* [Instructions to follow]
Reproduce the data below, switching "place a dot on" to "put a mark on" everywhere it occurs and keeping every other part unchanged.

BEGIN Material for this exercise

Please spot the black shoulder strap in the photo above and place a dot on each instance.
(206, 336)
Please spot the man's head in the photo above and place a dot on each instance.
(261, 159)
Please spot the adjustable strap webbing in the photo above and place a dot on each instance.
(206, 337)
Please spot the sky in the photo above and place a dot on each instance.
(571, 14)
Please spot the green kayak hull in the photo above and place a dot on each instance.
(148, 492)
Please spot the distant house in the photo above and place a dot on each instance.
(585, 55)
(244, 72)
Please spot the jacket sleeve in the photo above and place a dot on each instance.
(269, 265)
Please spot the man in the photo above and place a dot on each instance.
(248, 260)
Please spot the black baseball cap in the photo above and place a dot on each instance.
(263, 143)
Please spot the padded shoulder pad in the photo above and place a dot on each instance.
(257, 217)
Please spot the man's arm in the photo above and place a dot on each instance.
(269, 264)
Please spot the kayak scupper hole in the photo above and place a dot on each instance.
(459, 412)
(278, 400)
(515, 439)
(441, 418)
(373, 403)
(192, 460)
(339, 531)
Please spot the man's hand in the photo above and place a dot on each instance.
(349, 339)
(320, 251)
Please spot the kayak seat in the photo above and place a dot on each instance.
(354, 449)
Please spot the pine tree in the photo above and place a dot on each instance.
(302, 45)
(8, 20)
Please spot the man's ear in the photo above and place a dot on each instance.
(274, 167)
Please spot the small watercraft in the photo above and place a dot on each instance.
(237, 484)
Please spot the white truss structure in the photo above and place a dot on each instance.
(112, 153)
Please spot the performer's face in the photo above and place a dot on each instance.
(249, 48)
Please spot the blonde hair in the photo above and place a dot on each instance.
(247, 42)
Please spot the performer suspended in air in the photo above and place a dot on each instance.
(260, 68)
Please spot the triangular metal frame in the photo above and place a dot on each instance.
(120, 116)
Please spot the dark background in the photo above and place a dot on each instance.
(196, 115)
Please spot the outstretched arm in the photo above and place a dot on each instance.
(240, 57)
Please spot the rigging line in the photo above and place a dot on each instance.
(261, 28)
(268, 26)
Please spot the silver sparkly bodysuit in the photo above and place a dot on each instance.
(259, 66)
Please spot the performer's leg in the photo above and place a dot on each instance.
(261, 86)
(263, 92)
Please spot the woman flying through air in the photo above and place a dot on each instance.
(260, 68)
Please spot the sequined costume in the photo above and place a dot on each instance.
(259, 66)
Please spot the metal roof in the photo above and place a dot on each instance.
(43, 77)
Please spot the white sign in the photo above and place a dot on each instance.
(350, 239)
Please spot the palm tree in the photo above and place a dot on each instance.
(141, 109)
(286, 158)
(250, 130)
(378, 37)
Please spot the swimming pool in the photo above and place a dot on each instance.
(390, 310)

END Material for this exercise

* [Answer to this task]
Please spot the black shoulder strap in the photo above and put a mark on each instance.
(206, 336)
Please spot the man's head in the photo above and put a mark on each instance.
(261, 159)
Please spot the adjustable strap webbing in the photo above and put a mark on each instance.
(206, 337)
Please spot the sky in the photo above and put a mark on each instance.
(571, 14)
Please spot the green kayak hull in the photo above and put a mark on each instance.
(148, 492)
Please spot the distant house in the photo above and put a mark on each instance.
(585, 55)
(244, 72)
Please spot the jacket sleeve in the photo above and put a mark on each instance.
(269, 265)
Please spot the man in the photo above and put a mark on each instance.
(248, 260)
Please spot the black baseball cap in the photo above and put a mark on each instance.
(263, 143)
Please spot the padded shoulder pad in the photo above and put a mark on each instance.
(257, 217)
Please spot the man's arm in the photo above and put a mark on each instance.
(269, 264)
Please spot the kayak scupper hole in the photo above and put a mark on each instance.
(459, 412)
(278, 400)
(515, 439)
(441, 418)
(373, 403)
(192, 460)
(339, 531)
Please spot the man's hand in the photo above and put a mark on each instance.
(349, 339)
(320, 251)
Please spot the kayak seat in the photo above and put a mark on each instance.
(354, 449)
Please spot the pine tree in the photo above and put a mark on each instance.
(302, 45)
(8, 20)
Please spot the man's ear in the photo above and put a mark on each instance.
(274, 167)
Please spot the small watercraft in the photo above and put a mark on each instance.
(237, 484)
Please spot the white truss structure in the photo above and put a mark on each instance.
(112, 153)
Please spot the performer's face in the photo above and put a mark on each instance.
(249, 48)
Please spot the blonde hair in the photo above and put a mark on each instance.
(247, 42)
Please spot the performer suspended in air in the photo above and put a mark on each instance.
(260, 68)
Please spot the triangular metal frame in the photo above and put a mark on each instance.
(120, 116)
Please spot the dark background in the photo above and put a mark on each instance.
(196, 115)
Please spot the outstretched arm in the photo above and put a mark on each instance.
(240, 57)
Please spot the rigging line in the photo above and put a mark on each instance.
(261, 28)
(268, 26)
Please spot the silver sparkly bodysuit in the photo above and put a mark on each instance.
(259, 66)
Please spot the performer's leg in the photo above and put a mark on each instance.
(261, 86)
(263, 92)
Please spot the woman flying through air in the photo above and put a mark on each instance.
(260, 68)
Please spot the sequined costume in the photo above and put a mark on each instance.
(259, 66)
Please spot the metal roof in the photo above and put a mark on each instance.
(43, 77)
Please spot the white sign in the photo above and put a mark on each instance.
(350, 239)
Please spot the palm tree in the photo above and put a mark on each instance.
(141, 109)
(286, 158)
(250, 130)
(378, 37)
Please spot the swimming pool in the photo above and put a mark on each instance.
(390, 310)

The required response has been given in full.